SOURCE PASSAGE:

Here's the very weird part: I also get the same error when rebuilding 108.0.5359.124_p1 with my current system! But if I restore 108.0.5359.124_p1 using the binary package I fortunately remembered to build, it works fine!!

I did switch to a new machine since the last time I built 108 (old Haswell-E 5930k, now it's a Zen 4 7950x, I just swapped in my SSD). However, I don't think that's the issue because the old build works fine, and building using -march=haswell instead of -march=native results in the same breakage in both 108 and 109. I'm also not seeing any other errors on the new system.

I did almost get it to work by buliding with libc++ (I needed to use EXTRA_GN="${EXTRA_GN} use_custom_libcxx=true" and hack the ebuild to use bundled libxml and libxslt). This restores my session and loads pages properly - but then the whole thing still crashes after 5-10 seconds randomly.

I've tried downgrading llvm/clang from 15.0.7 to 15.0.6 (the last version I built successfully with). When building with libstdc++, I downgraded gcc to the earlier snapshot I was using for the last successful build. No luck with any of that.

RECORD EXCERPTS:
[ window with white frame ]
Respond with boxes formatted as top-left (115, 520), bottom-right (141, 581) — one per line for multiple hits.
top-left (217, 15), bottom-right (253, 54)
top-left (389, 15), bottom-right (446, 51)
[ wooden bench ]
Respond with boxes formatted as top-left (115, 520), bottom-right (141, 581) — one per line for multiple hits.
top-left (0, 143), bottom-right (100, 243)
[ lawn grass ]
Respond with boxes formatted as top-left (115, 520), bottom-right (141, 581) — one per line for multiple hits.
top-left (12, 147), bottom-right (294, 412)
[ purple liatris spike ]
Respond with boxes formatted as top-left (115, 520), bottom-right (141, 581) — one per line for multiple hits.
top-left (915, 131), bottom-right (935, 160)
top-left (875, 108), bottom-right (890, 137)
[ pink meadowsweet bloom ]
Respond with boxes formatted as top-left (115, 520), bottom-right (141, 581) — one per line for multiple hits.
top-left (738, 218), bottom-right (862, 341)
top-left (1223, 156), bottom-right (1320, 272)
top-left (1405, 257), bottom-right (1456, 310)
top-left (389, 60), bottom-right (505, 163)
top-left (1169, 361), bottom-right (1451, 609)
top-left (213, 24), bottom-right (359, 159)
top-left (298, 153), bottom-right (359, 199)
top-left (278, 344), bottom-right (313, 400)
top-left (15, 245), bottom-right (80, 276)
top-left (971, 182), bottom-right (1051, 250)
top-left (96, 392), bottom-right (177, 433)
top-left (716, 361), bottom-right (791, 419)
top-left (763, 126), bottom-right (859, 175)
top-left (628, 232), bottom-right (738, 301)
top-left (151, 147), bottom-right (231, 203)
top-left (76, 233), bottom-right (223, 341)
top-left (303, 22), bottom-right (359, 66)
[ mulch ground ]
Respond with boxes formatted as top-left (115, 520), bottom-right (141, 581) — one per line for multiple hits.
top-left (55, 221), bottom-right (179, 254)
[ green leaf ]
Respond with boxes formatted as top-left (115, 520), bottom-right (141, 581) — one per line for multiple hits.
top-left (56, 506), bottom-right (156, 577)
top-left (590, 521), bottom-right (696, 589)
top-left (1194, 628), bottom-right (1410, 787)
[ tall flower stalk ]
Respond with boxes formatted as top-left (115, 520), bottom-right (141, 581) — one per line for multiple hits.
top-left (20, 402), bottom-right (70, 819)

TASK STATEMENT:
Rewrite the passage about the build error from "Here's the very" to "it works fine!!", changing "binary package" to "prebuilt package".

WORKED SOLUTION:
Here's the very weird part: I also get the same error when rebuilding 108.0.5359.124_p1 with my current system! But if I restore 108.0.5359.124_p1 using the prebuilt package I fortunately remembered to build, it works fine!!